Exercice proposé a: Repérez chaque ligne des enregistrements qui contient la chaîne "window", puis recopiez-la en tenant compte de la casse.

Entre la Chine et les Etats-Unis, un climat de guerre froide nuisible au nickel calédonien

L'hôtel du Capitaine Cook à Anchorage en Alaska, où s'est déroulée une rencontre tendue entre délégations américaines et chinoises

La filière des batteries électriques, en Europe et aux Etats-Unis, est renforcée par la reprise de la production de l’Usine du Sud en Nouvelle-Calédonie. Mais le nickel illustre aussi les tensions entre chinois et occidentaux.

La ville d’Anchorage en Alaska, avec ses températures polaires, tournée vers le Pacifique, a servi de décor adapté au climat de guerre froide qui règne entre la Chine et les Etats-Unis. Les deux pays, ont conclu vendredi deux jours de discussions "dures" mais "constructives" qui ont donné lieu au déballage inédit de leurs profonds désaccords, à l'image des tensions militaires et de la confrontation commerciale sans merci entre les deux premières puissances mondiales.

Les délégations chinoises et américaines face à face à Anchorage en Alaska.

Symbole de ces tensions, la mer de Chine où s’observent désormais quotidiennement navires de guerre chinois et occidentaux. Cette route maritime, voit se croiser les exportations chinoises d’acier ou de batteries électriques, et les importations de matières premières venues d’Australie, d’Indonésie ou de Nouvelle-Calédonie pour le nickel. "Il y a une montée en puissance des tensions militaires dans la région qui s’ajoutent aux conflits commerciaux et ce sont les matières premières qui sont en première ligne" a estimé Philippe Chalmin, économiste et historien, fondateur du cercle Cyclope.

Chasseur F16 taïwanais escortant un bombardier à capacité nucléaire chinois H-6K dans le détroit de Formose.

Jeudi soir, après les durs échanges verbaux entre les délégations américaines et chinoises à Anchorage, les cours des matières premières avaient baissé par peur du risque ; ainsi pour le nickel qui était passé sous le seuil des 16.000 dollars la tonne.

Mais vendredi, oubliant le sommet américano-chinois de l’Alaska, les analystes londoniens prenaient connaissance, positivement, de l’information publiée par Nouvelle-Calédonie la 1ère annonçant la reprise progressive de l’activité de l’Usine du Sud (Goro Resources). Le nickel hydroxyde cake produit par le grand complexe industriel calédonien, l’un des plus importants au monde, est le principal composant utilisé dans l’industrie des batteries rechargeables, celle des véhicules électriques. La production serait principalement destinée aux constructeurs occidentaux. Elle n’irait pas en Chine…"L’Usine du Sud a produit 23.400 tonnes de nickel en 2019. Elle a la capacité de produire jusqu’à 60 000 tonnes par an de NHC" a rappelé Anna Stublum, stratégiste de Marex Spectron.

Exercice proposé b: Selon l'article sur le nickel calédonien, combien de tonnes de nickel l'Usine du Sud a-t-elle produites en 2019 ?

(Enregistrements contenus dans un jeu de données)
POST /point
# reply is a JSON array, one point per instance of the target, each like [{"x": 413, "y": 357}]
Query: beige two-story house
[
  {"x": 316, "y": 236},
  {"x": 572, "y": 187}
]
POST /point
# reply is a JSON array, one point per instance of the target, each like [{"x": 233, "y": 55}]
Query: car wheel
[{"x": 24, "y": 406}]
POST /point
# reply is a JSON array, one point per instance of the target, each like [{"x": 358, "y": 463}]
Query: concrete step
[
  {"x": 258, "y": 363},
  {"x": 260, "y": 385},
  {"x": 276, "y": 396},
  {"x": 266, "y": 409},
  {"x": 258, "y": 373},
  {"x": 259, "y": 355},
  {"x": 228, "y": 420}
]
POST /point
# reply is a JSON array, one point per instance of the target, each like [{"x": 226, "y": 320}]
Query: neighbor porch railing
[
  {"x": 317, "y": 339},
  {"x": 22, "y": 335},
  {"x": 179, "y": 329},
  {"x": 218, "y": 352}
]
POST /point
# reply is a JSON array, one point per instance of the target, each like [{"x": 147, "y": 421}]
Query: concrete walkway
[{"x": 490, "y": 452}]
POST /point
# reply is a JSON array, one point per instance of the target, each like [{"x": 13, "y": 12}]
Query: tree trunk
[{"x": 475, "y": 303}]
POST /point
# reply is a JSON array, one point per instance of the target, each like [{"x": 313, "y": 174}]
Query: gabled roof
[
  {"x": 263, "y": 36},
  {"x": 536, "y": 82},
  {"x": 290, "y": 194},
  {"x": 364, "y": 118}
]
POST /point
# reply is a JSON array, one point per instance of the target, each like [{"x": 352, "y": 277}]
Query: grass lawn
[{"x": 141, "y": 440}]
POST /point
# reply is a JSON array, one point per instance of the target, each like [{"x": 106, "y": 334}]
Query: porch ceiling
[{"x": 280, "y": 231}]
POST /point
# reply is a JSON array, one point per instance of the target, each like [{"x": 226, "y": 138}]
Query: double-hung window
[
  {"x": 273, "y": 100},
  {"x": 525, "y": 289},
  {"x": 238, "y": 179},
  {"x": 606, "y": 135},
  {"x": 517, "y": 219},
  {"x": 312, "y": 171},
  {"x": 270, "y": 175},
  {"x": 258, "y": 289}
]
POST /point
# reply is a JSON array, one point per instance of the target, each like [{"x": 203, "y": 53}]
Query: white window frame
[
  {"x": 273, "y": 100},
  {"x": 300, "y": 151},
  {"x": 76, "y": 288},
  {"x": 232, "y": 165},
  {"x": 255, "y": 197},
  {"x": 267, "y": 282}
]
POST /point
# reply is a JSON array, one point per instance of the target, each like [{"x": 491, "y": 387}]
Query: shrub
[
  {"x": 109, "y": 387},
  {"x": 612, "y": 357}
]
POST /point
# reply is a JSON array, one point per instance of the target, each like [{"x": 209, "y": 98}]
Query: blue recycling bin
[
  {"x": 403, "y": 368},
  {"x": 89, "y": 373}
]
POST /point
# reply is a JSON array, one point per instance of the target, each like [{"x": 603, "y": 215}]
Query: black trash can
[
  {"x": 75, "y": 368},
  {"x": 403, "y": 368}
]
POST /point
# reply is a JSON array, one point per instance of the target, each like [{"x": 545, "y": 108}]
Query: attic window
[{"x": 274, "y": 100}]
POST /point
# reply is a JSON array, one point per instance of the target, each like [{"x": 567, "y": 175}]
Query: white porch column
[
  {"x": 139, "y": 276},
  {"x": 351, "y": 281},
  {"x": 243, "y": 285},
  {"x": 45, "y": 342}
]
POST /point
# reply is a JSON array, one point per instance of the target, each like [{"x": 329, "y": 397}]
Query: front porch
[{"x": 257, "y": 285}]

Solution a:
Query: double-hung window
Query: white window frame
Query: attic window

Solution b: L'Usine du Sud a produit 23 400 tonnes de nickel en 2019.